#### Exercise input ####

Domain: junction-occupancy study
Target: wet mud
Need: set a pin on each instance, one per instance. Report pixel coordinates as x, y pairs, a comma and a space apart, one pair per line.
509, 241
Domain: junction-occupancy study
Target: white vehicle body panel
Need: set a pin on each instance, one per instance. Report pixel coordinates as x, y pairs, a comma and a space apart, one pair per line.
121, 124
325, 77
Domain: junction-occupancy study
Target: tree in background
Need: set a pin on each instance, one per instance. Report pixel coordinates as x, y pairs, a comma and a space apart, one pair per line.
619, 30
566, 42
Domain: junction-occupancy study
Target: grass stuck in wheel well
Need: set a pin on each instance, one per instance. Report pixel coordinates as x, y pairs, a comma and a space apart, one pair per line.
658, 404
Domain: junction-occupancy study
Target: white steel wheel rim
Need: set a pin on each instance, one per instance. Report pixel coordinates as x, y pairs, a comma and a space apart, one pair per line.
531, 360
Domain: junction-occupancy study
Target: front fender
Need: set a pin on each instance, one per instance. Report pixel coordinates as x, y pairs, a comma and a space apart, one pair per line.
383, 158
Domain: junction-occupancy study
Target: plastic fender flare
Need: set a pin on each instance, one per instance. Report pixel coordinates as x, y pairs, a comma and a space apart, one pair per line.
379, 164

####

## What is required
The lines running from the start of the data through the one that contains "Target: tree in background" should be reproduced exactly, and only those.

## Expected output
Domain: junction-occupancy study
Target: wet mud
Need: set a pin on each instance, one per instance. Report pixel coordinates as x, y pairs, a comma and a space apart, one pair per line.
509, 241
Domain: junction-occupancy study
Target: white vehicle body panel
Need: set a pin on each instance, one per instance. Report pixel coordinates as x, y pairs, a comma and a space apart, one pair per line.
121, 124
325, 77
Domain: junction-occupancy study
Target: tree in background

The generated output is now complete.